▸ Texto:
He sido fumador ocasional, me podía pasar semanas
enteras sin probar un cigarrillo, pero a lo mejor un sábado, con los amigos, me
fumaba un par de ellos. Sé que es malo y desaconsejo hacerlo, pero he de
reconocer que el tabaco ha tenido
siempre en mi vida un atractivo
estético, un encanto poético.
La primera vez que fumé, con 10 u 11 años, no fue un
cigarrillo, sino una caña que cortamos dos o tres amigos del pueblo, al lado
del Canto de los Enamorados. No sé a quién se le ocurrió la idea, pero teníamos
ganas de experimentar y sentirnos mayores. Había que aspirar mucho para sacar
humo y daba un picor horrible en la
garganta. Como la experiencia no fue muy exitosa, dimos un paso más en nuestra
escalada hacia el vicio y la perdición, fuimos al estanco, que entonces estaba
en la Calle Larga y compramos un paquete de Celtas Cortos. Era el más barato,
pero cómo no nos tragábamos el humo daba igual su calidad, lo malo era que al
no tener boquilla se te pegaban las
hebras a la lengua.
Me pareció divertido y pensé que cuando fuera mayor
iba a fumar. No entendía mucho del tema, tenía la idea peregrina de que el
tabaco negro lo fumaban solo los hombres, mientras que el rubio se había
inventado después, para que pudieran
fumar las mujeres, pero decidí que fumaría “Rex” como mi profesor Don Ángel de
6º de EGB o “3 Carabelas” porque tenía un diseño muy bonito con los tres barcos
en dorado sobre un fondo rojo. Luego fui descubriendo otras marcas, pero sin
duda las más seductoras eran el Palmeiras, que tenía el papel oscuro con un
ribete dorado en la boquilla, y sobre todo
el More, fino, alargado y de color caoba, la aristocracia de los
cigarrillos.

▸ Tareas:
1) Copia del relato todo lo que va desde "Me pareció divertido" hasta "cigarrillos.".
2) En el relato, ¿qué tabaco compraron los amigos en el estanco de la Calle Larga?
El listado procede de otra fuente.

▸ Datos proporcionados:
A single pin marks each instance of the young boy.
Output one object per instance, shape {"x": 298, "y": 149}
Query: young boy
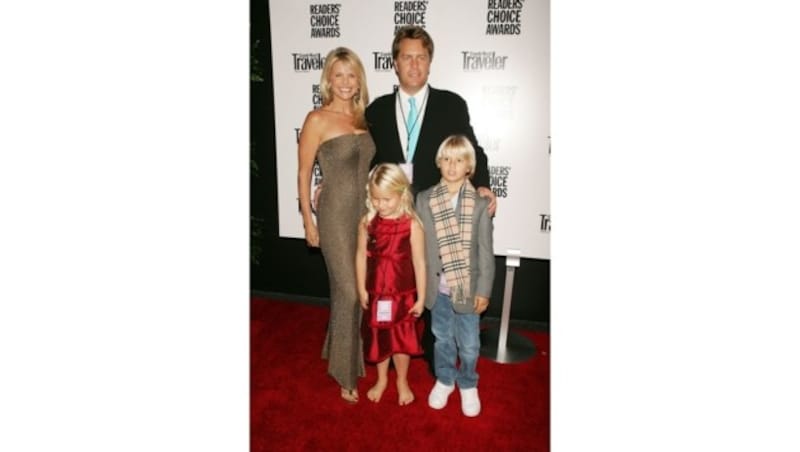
{"x": 460, "y": 272}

▸ Respuestas en orden:
1)
Me pareció divertido y pensé que cuando fuera mayor
iba a fumar. No entendía mucho del tema, tenía la idea peregrina de que el
tabaco negro lo fumaban solo los hombres, mientras que el rubio se había
inventado después, para que pudieran
fumar las mujeres, pero decidí que fumaría “Rex” como mi profesor Don Ángel de
6º de EGB o “3 Carabelas” porque tenía un diseño muy bonito con los tres barcos
en dorado sobre un fondo rojo. Luego fui descubriendo otras marcas, pero sin
duda las más seductoras eran el Palmeiras, que tenía el papel oscuro con un
ribete dorado en la boquilla, y sobre todo
el More, fino, alargado y de color caoba, la aristocracia de los
cigarrillos.

2) Un paquete de Celtas Cortos.